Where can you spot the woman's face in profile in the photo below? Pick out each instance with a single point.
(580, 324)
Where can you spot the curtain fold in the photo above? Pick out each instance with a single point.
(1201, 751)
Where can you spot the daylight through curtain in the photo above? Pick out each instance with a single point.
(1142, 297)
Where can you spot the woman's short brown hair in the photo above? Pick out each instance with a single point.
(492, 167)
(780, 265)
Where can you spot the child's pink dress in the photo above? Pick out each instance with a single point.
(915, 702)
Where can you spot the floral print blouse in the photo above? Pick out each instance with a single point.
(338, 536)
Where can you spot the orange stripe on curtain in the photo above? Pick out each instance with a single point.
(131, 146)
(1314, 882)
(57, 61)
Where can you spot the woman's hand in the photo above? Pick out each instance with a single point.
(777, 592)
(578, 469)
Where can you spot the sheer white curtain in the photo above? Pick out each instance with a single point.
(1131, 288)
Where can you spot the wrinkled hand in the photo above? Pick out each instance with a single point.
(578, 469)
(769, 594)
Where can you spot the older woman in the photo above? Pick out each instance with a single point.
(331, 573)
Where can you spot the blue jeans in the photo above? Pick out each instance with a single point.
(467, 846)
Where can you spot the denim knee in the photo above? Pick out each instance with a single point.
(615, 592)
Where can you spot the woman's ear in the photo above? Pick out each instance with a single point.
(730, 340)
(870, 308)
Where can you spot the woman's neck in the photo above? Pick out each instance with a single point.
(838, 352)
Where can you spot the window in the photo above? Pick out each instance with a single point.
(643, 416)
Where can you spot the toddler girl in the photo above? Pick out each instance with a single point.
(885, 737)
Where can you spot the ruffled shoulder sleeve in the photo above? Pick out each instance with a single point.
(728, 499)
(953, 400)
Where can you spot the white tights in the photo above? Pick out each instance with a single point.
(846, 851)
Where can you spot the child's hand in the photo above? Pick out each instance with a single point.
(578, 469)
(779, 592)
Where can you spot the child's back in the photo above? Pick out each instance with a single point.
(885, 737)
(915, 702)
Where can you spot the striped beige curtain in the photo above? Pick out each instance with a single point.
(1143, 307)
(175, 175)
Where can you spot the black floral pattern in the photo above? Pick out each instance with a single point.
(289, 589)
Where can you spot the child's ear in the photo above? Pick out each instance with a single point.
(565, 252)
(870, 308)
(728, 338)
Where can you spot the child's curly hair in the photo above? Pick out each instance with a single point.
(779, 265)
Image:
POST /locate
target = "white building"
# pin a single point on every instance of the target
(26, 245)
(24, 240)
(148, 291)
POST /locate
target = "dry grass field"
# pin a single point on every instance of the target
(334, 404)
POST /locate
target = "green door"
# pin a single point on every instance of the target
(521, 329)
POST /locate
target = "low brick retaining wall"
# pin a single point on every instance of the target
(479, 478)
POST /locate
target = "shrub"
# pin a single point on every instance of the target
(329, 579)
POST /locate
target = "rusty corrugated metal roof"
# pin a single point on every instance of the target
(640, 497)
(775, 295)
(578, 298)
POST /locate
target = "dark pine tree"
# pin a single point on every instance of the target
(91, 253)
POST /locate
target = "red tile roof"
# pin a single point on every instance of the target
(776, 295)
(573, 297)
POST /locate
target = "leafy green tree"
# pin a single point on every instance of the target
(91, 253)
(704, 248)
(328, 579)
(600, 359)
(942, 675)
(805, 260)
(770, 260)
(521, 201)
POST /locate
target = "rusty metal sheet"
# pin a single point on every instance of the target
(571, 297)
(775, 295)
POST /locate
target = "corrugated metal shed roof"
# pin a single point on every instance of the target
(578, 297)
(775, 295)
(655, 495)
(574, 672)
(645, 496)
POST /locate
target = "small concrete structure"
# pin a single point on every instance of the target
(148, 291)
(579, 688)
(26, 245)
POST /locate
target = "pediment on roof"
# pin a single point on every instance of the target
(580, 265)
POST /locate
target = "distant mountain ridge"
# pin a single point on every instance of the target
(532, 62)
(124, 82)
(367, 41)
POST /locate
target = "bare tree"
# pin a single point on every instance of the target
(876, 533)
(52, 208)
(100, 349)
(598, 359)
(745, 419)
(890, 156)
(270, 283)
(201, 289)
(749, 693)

------------------------------------------------------------

TASK BRIEF:
Extract the complete listing above, reproducing each line exactly.

COMPLETE RESPONSE:
Where can you spot the woman's face in profile in the photo below? Pick out each instance with a single point.
(580, 324)
Where can you spot the curtain fold in the photo above? Pick out each instance with a single point.
(1201, 751)
Where can you spot the daylight through curtain in the photo above? Pick out each instance with a single point.
(1142, 297)
Where can you spot the woman's short brown hair in the photo above? Pick out each instance with a single point.
(492, 167)
(780, 265)
Where can you spot the child's pink dress in the photo above? Pick out each instance with a single point.
(915, 702)
Where can you spot the floral print blouse in the photo above? Pick out each instance with a single point.
(338, 536)
Where can you spot the orange stripe on curtain in the photo above? Pick out each instance with a single point.
(131, 146)
(1314, 882)
(57, 61)
Where can you spot the woman's hand in the photo above? Pick out each instance with a single point.
(777, 592)
(578, 469)
Where can you spot the sheer white curtain in the photo above? Pick out each instance with a single point.
(1131, 288)
Where can you spot the wrinkled hand in the photo above? Pick out each instance with a single point.
(578, 469)
(769, 594)
Where can you spot the older woman in the photo above? Pick out each instance with a single point.
(331, 573)
Where can you spot the blue jeans in the photo above? Pick out each instance with a single point.
(467, 846)
Where can you spot the denim knee in the photo above? Pick out each instance with a single point.
(615, 592)
Where can you spot the woman's ear in the photo above? Pick out each instance with a single point.
(730, 340)
(870, 308)
Where can you spot the woman's neck in the photo above? Pick out each instance with a single point.
(838, 352)
Where can you spot the window in the photo above? Pick out each instance with a single point.
(643, 416)
Where can you spot the toddler girl in the photo above? Pick out each instance with a single point.
(885, 737)
Where can you spot the ruffled shoulder sleeve in the photo above? Pick out each instance with a single point.
(728, 499)
(953, 400)
Where can you spot the white tights in the photo above? Pick out each instance with a single point.
(846, 851)
Where can you spot the child's hand in the photo above? Pick out each instance with a single point.
(578, 469)
(779, 592)
Where can you spot the child's back in the photo above? Pick out each instance with a single point.
(885, 737)
(915, 702)
Where can you spot the striped beige curtain in the photo above? Pick out each instance with a single point.
(1143, 307)
(175, 175)
Where can you spot the black floral pattern in the photo above? Pick out each instance with a single point.
(289, 589)
Where can you spot the child's ear in the photo above? Pick out each instance with a single point.
(565, 252)
(870, 308)
(728, 338)
Where can you spot the child's curly hair in the photo above? Pick out each instance with a single point.
(779, 265)
Image:
POST /locate
target = "white building"
# pin a single point on every instance of the target
(26, 245)
(24, 240)
(148, 291)
POST /locate
target = "dry grass field"
# pin a single point on every instance of the target
(334, 404)
POST /locate
target = "green door"
# pin a single point on every instance of the target
(521, 329)
POST /locate
target = "low brick retaining wall"
# pin a single point on every instance of the target
(479, 478)
POST /locate
target = "shrub"
# pin a single point on every instance of the target
(329, 579)
POST /locate
target = "rusty corrugated metal roof"
# pin a single point on every instance of the target
(640, 497)
(775, 295)
(578, 298)
POST /locate
target = "dark pine tree"
# pin a single point on every instance of the target
(91, 253)
POST /locate
target = "red tile roof"
# pin a single point on every instance of the target
(776, 295)
(573, 297)
POST /locate
target = "leafy green tree"
# pin a single point on every instance of the target
(91, 253)
(704, 248)
(328, 579)
(600, 359)
(942, 675)
(805, 260)
(770, 260)
(521, 201)
POST /locate
target = "rusty metal sheet"
# pin a single point on every instance of the target
(571, 297)
(775, 295)
POST /locate
target = "corrugated metal shed roof"
# pin a single point on every instance of the target
(578, 297)
(775, 295)
(655, 495)
(574, 672)
(645, 496)
POST /locate
target = "small concrete structure"
# pin a single point on every instance of the target
(148, 291)
(579, 688)
(26, 245)
POST /locate
target = "pediment on roof"
# pin a single point on every instance of the target
(580, 265)
POST /locate
target = "distant mountain ridge"
# pin a single point on every instance of the target
(532, 62)
(124, 82)
(367, 41)
POST /locate
target = "bare tree"
# pin a single point on every instance of the target
(876, 533)
(52, 208)
(100, 349)
(598, 359)
(745, 419)
(890, 156)
(270, 283)
(201, 289)
(749, 693)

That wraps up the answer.